*** Begin section ***

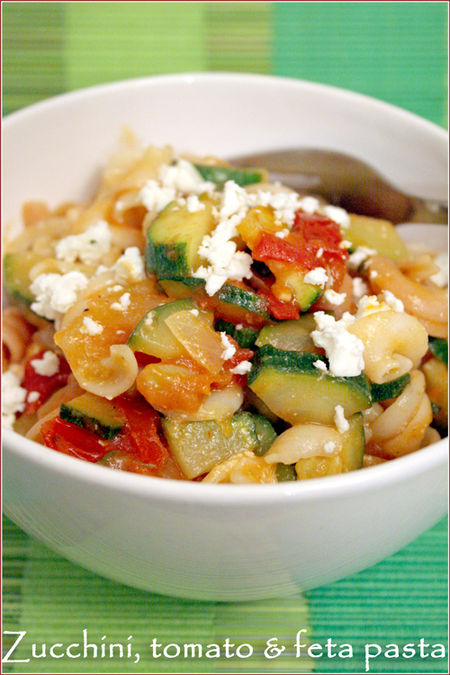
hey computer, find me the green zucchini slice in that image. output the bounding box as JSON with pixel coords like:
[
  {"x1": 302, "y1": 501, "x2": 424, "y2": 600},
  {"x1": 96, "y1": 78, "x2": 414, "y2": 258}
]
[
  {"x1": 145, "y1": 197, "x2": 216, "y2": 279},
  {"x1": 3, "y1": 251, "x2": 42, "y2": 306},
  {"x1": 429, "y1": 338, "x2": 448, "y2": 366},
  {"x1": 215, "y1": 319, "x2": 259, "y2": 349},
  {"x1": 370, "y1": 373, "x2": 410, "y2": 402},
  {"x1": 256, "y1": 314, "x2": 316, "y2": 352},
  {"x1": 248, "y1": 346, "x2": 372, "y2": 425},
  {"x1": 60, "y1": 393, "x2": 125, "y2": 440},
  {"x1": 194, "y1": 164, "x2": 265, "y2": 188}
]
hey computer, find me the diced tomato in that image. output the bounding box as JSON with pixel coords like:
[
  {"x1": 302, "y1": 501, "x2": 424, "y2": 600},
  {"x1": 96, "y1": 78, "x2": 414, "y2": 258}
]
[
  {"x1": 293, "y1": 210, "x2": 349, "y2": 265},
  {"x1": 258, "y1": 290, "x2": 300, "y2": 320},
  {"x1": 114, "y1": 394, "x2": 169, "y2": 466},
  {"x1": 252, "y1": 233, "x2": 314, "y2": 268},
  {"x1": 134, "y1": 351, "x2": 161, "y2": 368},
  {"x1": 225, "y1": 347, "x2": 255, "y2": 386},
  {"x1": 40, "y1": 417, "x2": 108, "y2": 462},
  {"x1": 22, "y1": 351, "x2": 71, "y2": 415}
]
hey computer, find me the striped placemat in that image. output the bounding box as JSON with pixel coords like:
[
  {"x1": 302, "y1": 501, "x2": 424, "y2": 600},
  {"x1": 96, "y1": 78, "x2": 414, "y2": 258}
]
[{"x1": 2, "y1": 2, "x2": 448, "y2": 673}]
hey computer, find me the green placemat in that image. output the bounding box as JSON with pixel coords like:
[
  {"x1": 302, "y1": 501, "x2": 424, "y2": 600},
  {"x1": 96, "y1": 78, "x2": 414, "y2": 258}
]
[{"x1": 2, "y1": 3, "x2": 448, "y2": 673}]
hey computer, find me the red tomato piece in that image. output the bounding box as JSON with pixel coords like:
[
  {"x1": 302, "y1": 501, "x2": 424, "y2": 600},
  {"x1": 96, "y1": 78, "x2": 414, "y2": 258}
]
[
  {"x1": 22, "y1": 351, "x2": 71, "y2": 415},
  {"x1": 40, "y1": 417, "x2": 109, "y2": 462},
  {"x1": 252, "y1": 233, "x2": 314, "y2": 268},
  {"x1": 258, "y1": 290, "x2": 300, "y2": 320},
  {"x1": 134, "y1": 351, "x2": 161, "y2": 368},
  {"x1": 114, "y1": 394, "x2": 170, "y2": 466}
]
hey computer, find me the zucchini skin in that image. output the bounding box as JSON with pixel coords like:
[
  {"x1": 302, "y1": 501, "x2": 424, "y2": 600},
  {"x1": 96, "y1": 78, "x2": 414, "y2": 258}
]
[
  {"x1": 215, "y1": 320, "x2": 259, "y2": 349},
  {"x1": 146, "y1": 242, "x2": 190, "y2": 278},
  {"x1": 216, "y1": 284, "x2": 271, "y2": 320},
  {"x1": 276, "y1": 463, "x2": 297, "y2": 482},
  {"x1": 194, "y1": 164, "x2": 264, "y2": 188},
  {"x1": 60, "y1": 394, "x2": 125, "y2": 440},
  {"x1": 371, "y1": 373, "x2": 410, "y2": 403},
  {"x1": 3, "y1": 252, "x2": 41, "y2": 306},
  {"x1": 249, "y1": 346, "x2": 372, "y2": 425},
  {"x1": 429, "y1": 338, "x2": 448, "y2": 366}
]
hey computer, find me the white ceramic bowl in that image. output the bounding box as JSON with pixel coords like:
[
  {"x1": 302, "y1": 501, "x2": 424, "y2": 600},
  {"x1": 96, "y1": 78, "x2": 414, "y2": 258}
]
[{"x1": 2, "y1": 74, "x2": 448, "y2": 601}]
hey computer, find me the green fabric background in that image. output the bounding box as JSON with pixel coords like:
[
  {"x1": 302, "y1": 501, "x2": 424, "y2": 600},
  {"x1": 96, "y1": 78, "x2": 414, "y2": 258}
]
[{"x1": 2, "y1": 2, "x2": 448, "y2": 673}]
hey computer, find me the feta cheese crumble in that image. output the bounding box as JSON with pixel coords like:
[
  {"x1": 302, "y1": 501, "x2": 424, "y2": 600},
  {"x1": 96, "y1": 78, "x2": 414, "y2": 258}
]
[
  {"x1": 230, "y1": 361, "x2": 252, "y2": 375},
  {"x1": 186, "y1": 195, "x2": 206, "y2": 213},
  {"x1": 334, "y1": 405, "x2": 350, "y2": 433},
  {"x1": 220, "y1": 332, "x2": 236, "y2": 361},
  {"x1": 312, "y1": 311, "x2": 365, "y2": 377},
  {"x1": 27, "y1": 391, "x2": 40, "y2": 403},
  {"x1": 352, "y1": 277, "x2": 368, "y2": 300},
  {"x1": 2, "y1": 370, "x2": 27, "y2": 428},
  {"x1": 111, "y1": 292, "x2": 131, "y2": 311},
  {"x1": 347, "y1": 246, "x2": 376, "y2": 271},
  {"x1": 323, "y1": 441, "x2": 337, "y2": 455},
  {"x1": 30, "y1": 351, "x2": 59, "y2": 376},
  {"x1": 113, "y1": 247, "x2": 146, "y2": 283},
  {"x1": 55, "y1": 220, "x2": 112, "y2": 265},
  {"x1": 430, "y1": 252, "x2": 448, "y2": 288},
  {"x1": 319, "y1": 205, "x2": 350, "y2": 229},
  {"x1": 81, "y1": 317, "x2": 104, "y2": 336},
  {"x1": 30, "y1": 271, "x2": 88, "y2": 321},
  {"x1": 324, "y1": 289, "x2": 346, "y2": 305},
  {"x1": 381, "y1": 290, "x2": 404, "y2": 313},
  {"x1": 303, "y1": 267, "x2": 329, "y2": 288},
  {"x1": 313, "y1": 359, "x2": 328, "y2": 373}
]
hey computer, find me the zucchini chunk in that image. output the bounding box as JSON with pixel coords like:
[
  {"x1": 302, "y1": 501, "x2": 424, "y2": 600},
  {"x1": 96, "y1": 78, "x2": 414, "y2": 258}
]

*** End section ***

**Task to carry out:** To answer, copy each line from the material above that has the word "green".

**Written reply:**
hey computer, find me the green zucchini slice in that image. output the bounding box as JSON with pixel coords like:
hey computer, find me the green placemat in that image. output the bounding box as JSON with pixel coords like:
hey computer, find me the green fabric background in that image. output the bounding box as JSON with pixel coords like:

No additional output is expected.